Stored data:
------------------------------------------------------------------------
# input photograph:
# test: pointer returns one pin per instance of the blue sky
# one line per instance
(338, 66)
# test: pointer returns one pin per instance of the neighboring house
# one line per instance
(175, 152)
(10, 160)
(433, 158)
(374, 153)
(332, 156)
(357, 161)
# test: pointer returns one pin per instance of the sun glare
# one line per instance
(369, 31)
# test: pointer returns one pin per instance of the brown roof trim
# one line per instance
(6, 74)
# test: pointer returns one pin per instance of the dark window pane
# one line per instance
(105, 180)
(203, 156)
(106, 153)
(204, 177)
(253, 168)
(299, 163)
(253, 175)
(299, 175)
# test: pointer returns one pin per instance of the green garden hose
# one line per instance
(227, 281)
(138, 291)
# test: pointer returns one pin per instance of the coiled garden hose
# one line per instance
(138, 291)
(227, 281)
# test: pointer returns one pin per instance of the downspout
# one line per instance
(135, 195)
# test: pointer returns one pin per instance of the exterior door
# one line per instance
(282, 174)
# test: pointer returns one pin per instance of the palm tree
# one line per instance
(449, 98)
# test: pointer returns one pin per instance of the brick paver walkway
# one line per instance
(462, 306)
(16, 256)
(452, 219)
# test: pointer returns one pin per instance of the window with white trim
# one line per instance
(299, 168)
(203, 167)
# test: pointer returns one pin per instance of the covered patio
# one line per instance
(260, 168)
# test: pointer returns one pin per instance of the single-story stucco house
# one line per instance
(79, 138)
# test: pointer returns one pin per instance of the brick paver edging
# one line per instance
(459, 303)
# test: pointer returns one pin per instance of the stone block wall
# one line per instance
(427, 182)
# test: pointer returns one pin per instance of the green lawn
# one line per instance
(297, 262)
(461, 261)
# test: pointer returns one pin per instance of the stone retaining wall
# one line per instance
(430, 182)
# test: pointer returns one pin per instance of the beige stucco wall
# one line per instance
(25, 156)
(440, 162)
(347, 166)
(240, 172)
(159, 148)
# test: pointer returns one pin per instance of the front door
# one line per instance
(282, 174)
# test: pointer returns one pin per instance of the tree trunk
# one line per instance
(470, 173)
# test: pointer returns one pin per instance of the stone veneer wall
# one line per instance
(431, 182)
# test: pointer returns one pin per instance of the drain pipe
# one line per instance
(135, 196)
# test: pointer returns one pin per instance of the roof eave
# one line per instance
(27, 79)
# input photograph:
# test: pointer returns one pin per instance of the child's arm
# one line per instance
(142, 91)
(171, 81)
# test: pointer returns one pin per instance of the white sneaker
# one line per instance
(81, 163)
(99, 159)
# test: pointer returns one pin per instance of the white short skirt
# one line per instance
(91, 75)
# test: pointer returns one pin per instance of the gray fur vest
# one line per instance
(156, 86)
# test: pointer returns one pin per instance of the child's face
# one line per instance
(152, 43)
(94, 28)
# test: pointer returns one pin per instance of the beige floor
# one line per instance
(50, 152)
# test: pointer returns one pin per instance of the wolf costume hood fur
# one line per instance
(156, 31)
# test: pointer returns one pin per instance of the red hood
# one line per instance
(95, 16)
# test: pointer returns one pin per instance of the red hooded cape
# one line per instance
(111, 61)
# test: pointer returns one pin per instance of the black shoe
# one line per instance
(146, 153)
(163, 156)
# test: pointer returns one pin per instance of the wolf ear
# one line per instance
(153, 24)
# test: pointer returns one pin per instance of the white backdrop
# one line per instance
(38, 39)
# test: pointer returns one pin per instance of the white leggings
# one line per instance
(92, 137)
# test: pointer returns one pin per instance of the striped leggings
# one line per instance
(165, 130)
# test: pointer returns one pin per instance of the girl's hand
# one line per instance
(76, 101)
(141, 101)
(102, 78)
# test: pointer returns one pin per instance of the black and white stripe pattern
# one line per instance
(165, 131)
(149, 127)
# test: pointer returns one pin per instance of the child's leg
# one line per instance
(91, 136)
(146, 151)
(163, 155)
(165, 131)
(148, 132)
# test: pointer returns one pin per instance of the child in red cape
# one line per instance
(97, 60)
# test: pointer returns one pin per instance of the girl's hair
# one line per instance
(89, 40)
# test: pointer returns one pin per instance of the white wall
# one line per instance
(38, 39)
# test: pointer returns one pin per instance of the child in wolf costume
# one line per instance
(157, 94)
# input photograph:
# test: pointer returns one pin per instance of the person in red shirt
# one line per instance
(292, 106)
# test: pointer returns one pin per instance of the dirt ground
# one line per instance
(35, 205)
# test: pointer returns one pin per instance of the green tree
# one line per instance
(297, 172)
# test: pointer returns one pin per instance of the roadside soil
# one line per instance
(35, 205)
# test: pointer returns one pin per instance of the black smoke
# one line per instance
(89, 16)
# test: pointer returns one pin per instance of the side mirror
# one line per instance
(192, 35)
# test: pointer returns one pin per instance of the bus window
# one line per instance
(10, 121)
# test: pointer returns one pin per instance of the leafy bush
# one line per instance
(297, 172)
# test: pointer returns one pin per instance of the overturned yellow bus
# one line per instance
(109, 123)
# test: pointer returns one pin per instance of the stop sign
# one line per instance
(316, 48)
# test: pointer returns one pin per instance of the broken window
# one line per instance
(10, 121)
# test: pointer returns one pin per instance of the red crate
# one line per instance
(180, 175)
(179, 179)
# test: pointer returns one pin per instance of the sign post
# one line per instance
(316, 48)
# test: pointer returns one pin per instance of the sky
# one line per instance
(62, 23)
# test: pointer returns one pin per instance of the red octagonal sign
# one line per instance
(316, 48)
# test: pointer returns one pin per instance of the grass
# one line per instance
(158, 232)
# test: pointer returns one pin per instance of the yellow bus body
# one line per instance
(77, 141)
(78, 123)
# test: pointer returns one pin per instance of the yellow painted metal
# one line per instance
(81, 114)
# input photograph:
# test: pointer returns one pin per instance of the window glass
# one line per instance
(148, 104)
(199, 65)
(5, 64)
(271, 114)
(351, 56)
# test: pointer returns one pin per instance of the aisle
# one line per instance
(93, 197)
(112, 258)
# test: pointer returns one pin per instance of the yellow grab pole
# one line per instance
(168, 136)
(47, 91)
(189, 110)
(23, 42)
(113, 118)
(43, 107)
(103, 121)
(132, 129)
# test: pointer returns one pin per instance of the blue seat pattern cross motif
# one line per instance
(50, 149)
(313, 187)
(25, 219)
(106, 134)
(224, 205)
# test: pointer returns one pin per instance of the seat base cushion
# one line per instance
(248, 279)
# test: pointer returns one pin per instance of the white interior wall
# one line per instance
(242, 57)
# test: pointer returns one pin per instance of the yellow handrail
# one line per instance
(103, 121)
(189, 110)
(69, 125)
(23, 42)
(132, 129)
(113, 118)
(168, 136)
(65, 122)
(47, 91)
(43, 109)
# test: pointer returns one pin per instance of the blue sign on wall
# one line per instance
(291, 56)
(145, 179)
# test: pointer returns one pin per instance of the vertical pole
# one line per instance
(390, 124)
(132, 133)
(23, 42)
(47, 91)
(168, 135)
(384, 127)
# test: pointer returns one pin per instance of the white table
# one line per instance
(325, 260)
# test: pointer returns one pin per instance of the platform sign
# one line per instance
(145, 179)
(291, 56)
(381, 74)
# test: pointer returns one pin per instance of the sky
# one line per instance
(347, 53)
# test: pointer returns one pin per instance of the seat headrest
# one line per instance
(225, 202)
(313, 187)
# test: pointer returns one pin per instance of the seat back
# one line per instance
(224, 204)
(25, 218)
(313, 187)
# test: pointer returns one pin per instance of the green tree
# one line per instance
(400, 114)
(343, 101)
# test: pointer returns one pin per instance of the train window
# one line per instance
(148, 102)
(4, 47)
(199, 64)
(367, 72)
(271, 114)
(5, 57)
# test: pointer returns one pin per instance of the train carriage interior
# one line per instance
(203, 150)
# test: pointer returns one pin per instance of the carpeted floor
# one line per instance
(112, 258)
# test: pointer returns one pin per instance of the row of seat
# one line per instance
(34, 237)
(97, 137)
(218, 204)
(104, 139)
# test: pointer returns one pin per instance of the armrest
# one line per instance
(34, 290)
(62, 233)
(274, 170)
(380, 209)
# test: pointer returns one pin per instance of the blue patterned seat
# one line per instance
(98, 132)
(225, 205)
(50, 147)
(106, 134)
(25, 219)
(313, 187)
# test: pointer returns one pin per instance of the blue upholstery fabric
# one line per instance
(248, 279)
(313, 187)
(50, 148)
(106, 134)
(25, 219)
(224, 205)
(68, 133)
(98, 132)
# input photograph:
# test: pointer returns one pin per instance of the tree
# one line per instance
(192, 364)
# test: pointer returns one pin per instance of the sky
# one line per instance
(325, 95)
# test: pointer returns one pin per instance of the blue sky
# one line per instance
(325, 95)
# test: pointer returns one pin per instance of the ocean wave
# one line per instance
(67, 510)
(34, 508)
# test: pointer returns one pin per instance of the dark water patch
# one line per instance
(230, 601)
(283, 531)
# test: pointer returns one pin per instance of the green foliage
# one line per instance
------------------------------------------------------------------------
» TASK DIRECTIONS: Lines holding the string "dark" must be copied out of the entries above.

» WRITTEN ANSWER:
# test: pointer returns one pin per instance of the dark window pane
# test: pointer returns one pin per instance of the dark water patch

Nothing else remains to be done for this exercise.